■ Exercise
Begin at the line that contains "Every instance of the smiling" and repeat every line from there to the end of the records below, inclusive, without adding any other line.

[START Supplied material]

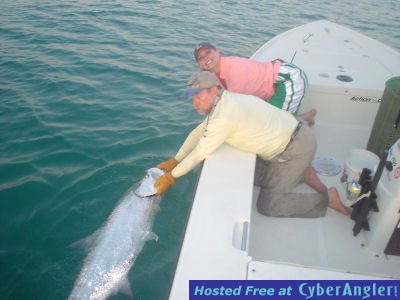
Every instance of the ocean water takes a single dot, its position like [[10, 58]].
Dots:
[[89, 99]]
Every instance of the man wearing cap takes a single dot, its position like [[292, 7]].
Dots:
[[284, 148], [280, 83]]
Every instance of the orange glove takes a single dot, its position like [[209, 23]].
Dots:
[[163, 182], [168, 165]]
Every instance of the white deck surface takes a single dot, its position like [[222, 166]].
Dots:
[[291, 246], [288, 248]]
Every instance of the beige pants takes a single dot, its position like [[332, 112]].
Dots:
[[278, 177]]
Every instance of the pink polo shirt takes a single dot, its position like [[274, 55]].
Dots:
[[247, 76]]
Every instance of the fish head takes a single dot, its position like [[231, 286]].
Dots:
[[146, 187]]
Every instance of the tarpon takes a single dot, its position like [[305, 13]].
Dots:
[[115, 247]]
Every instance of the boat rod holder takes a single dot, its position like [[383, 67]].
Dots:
[[364, 206]]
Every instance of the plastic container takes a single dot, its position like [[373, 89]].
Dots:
[[385, 131], [357, 160]]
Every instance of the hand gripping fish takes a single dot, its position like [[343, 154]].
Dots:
[[115, 247]]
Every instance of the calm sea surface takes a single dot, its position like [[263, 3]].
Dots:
[[89, 99]]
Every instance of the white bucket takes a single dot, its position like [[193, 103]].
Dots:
[[359, 159]]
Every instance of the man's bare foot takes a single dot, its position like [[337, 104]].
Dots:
[[309, 117], [335, 203], [313, 180]]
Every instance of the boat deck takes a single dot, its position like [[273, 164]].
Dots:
[[325, 243]]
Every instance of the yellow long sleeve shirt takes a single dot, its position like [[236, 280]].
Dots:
[[242, 121]]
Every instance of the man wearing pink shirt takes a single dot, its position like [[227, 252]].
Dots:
[[281, 84]]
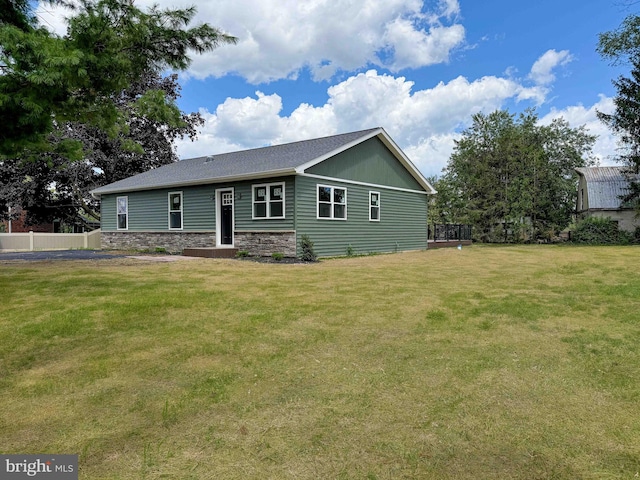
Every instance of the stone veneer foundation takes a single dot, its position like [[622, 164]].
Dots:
[[173, 242], [264, 244], [256, 243]]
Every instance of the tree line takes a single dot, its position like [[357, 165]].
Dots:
[[93, 106]]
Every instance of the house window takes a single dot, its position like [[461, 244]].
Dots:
[[268, 201], [332, 202], [123, 212], [374, 206], [175, 210]]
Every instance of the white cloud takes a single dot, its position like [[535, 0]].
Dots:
[[424, 123], [542, 70], [278, 38]]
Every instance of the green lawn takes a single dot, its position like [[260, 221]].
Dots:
[[490, 363]]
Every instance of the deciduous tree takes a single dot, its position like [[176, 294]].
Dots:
[[514, 178]]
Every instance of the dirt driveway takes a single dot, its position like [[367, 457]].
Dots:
[[82, 255]]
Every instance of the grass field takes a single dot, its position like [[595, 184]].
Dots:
[[484, 363]]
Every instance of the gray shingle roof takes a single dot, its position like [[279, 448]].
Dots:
[[605, 185], [246, 164]]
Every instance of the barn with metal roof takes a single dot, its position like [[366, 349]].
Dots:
[[600, 192]]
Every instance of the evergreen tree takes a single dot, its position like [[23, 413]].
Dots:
[[623, 46], [110, 45]]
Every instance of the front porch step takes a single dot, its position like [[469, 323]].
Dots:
[[211, 252]]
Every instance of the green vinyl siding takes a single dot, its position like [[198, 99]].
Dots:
[[149, 210], [243, 207], [402, 225], [369, 162]]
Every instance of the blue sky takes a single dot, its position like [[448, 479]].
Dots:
[[420, 69]]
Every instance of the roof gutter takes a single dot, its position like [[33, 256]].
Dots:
[[212, 181]]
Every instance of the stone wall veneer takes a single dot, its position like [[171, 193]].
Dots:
[[173, 242], [256, 243], [264, 244]]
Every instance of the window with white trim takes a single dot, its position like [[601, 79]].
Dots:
[[374, 206], [175, 210], [332, 202], [268, 200], [122, 207]]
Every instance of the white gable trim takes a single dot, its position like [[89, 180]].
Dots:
[[364, 184], [390, 144]]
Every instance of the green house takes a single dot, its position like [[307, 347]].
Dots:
[[356, 192]]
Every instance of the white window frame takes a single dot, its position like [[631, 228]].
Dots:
[[125, 213], [171, 210], [372, 206], [332, 203], [268, 200]]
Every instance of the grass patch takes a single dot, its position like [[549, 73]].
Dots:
[[515, 362]]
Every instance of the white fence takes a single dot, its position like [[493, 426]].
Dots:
[[49, 241]]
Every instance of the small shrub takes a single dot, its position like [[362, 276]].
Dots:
[[306, 246], [599, 231]]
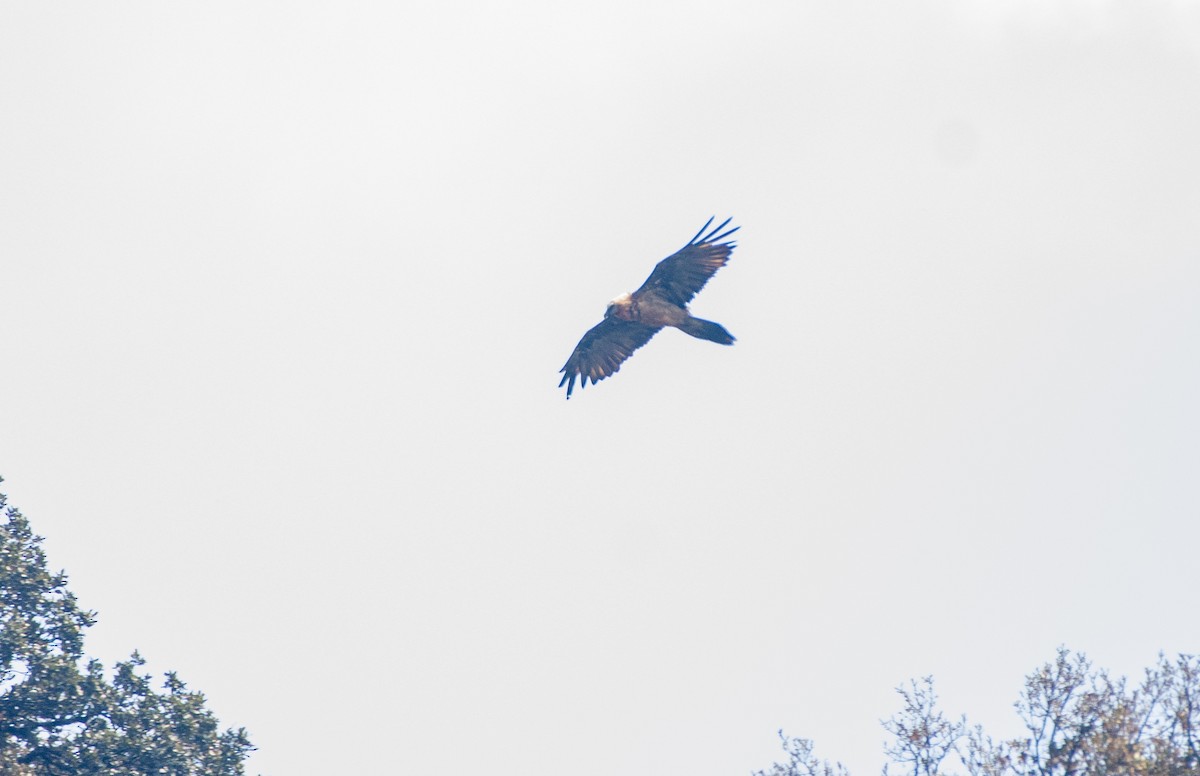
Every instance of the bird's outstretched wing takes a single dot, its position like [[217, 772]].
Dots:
[[681, 276], [601, 350]]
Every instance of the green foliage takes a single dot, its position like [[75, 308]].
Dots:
[[1078, 720], [60, 715]]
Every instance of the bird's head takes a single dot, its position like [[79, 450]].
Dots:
[[619, 307]]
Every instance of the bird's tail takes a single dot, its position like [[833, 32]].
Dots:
[[707, 330]]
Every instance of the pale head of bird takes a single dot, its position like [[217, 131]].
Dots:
[[621, 307]]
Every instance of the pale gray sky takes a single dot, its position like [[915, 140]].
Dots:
[[286, 287]]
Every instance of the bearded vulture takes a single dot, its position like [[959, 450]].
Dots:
[[631, 319]]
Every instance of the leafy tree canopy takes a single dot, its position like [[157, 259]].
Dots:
[[1078, 722], [64, 715]]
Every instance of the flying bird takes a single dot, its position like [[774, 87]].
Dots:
[[631, 319]]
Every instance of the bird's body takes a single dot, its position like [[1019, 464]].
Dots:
[[631, 319]]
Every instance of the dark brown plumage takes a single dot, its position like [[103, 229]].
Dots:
[[631, 319]]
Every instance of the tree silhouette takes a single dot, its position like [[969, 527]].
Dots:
[[63, 715]]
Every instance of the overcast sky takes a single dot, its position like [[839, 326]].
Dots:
[[286, 287]]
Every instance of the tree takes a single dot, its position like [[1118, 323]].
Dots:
[[1078, 720], [63, 715]]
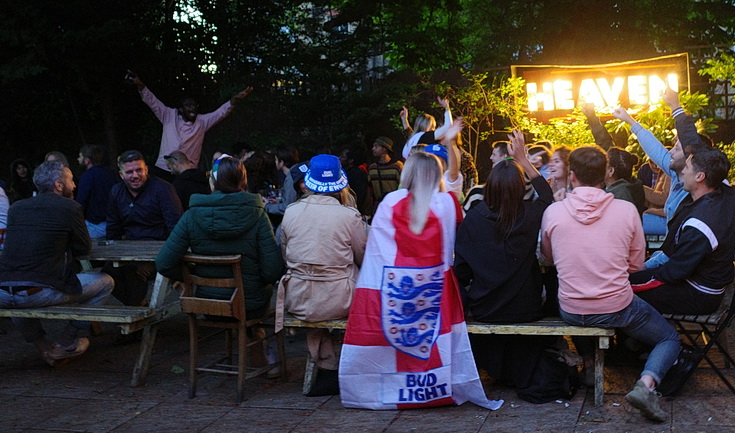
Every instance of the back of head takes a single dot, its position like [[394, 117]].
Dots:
[[177, 162], [47, 174], [14, 177], [544, 143], [129, 156], [542, 152], [588, 164], [502, 146], [288, 154], [421, 176], [622, 162], [423, 123], [229, 175], [504, 192], [712, 162], [93, 152]]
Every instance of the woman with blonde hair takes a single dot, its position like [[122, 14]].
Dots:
[[424, 128], [406, 323]]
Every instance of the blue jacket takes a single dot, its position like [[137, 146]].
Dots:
[[93, 192], [151, 215]]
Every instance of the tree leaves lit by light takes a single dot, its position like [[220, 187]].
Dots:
[[189, 13]]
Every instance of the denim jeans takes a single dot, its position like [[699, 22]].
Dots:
[[96, 287], [96, 231], [642, 322], [654, 224]]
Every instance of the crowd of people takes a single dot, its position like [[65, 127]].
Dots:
[[405, 247]]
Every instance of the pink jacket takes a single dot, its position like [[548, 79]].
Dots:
[[179, 134], [594, 240]]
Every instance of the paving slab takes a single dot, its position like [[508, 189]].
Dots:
[[259, 420], [93, 394], [174, 418]]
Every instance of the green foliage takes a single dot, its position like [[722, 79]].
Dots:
[[658, 120], [572, 131], [720, 69], [487, 106]]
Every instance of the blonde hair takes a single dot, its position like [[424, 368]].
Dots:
[[417, 148], [421, 176]]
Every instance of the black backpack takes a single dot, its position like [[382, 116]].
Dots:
[[552, 379]]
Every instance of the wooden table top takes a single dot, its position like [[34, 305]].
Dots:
[[125, 251]]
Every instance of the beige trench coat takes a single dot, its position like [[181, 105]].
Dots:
[[323, 244]]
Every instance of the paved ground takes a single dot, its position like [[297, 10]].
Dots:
[[93, 394]]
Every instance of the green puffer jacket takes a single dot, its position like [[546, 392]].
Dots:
[[220, 224]]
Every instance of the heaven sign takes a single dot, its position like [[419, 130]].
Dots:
[[554, 91]]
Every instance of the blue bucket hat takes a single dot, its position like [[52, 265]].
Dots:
[[325, 174], [438, 150]]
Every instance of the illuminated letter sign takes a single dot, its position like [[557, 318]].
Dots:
[[555, 90]]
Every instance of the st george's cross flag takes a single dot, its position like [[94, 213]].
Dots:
[[406, 344]]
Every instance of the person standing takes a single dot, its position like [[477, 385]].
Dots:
[[188, 179], [183, 127], [384, 175], [94, 188]]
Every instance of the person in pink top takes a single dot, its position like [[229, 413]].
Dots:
[[183, 127], [595, 240]]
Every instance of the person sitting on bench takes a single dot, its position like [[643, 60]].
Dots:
[[44, 233]]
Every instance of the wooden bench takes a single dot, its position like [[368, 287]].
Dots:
[[547, 326], [129, 319]]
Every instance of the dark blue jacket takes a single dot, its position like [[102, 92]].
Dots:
[[93, 192], [44, 234], [151, 215]]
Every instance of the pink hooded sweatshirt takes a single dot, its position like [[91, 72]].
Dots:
[[594, 240]]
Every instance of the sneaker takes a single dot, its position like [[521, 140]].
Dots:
[[58, 353], [647, 402]]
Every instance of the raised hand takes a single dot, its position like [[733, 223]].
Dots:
[[622, 114], [671, 98], [517, 147], [588, 109], [238, 97]]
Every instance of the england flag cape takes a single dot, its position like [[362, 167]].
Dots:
[[406, 344]]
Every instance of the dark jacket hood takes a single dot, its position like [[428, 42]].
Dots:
[[223, 216]]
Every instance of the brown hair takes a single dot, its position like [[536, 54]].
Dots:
[[588, 164], [231, 175], [622, 162], [504, 192]]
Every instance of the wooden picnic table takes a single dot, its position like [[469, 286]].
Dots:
[[118, 252]]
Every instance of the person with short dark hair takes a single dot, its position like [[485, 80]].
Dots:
[[384, 175], [56, 155], [619, 180], [700, 243], [540, 156], [183, 127], [595, 241], [21, 181], [323, 243], [188, 179], [230, 220], [495, 257], [93, 191], [141, 207], [285, 158], [352, 159], [36, 268]]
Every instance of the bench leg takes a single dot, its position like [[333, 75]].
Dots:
[[309, 374], [602, 343], [144, 357]]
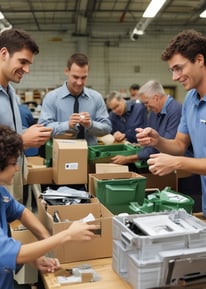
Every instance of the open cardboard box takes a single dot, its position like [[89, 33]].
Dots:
[[38, 173], [99, 247], [70, 161], [27, 274], [44, 208]]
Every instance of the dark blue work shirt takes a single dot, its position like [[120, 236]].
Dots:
[[135, 116], [10, 210]]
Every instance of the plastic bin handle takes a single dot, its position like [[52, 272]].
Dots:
[[126, 238]]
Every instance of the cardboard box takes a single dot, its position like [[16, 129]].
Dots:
[[27, 274], [45, 209], [99, 247], [38, 173], [70, 161]]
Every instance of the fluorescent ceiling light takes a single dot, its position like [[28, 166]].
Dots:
[[153, 8], [1, 16], [203, 14]]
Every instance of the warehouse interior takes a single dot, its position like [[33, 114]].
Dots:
[[148, 230]]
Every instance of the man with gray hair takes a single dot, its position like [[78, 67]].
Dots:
[[125, 116], [165, 113]]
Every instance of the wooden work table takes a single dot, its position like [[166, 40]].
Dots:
[[103, 267]]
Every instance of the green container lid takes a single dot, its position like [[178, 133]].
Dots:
[[107, 151]]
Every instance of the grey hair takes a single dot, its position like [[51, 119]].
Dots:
[[151, 88], [114, 95]]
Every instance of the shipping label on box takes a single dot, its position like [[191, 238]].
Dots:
[[70, 161], [99, 247]]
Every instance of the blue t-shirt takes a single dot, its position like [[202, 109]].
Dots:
[[193, 123], [10, 210]]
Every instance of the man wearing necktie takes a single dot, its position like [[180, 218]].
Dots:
[[75, 108]]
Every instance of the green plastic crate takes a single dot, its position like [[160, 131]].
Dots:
[[117, 194], [108, 151], [168, 199]]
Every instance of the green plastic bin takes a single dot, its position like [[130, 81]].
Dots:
[[108, 151], [168, 199], [117, 194]]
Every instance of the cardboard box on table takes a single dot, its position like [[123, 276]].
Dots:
[[70, 161], [38, 173], [116, 190], [27, 274], [98, 247]]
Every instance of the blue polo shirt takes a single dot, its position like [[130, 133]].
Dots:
[[10, 210], [193, 123], [166, 123]]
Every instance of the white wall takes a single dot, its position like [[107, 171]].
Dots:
[[112, 63]]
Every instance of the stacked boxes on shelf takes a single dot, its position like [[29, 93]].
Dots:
[[159, 249]]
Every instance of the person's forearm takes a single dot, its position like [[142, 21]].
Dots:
[[192, 165], [29, 220], [132, 158], [39, 248], [170, 146]]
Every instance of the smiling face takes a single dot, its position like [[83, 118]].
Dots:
[[189, 74], [152, 103], [13, 67], [117, 106], [77, 77]]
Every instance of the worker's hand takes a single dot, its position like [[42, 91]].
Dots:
[[120, 160], [85, 119], [162, 164], [147, 136], [80, 231], [119, 137], [45, 264], [36, 135], [74, 120]]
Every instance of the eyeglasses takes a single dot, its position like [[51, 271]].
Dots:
[[177, 68], [13, 164]]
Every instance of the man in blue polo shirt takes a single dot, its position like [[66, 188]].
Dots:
[[186, 56]]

[END Supplied material]

■ Finished exercise
Every instance of the smiling face takes a single dot, its position like [[83, 118]].
Dots:
[[189, 74], [152, 103], [13, 67], [117, 106], [77, 77]]
Every instance of the worker's hand takes a single dot, its position like [[42, 91]].
Dots:
[[120, 160], [85, 119], [162, 164], [147, 136], [80, 231], [119, 137], [45, 264], [36, 135], [74, 120]]
Every instance of the eyeglasses takes a single dot, its position like [[51, 271]].
Dots:
[[177, 68], [13, 164]]
Every instance of the man in blue polo shirt takes a single dot, its position like [[66, 188]].
Dots:
[[186, 56]]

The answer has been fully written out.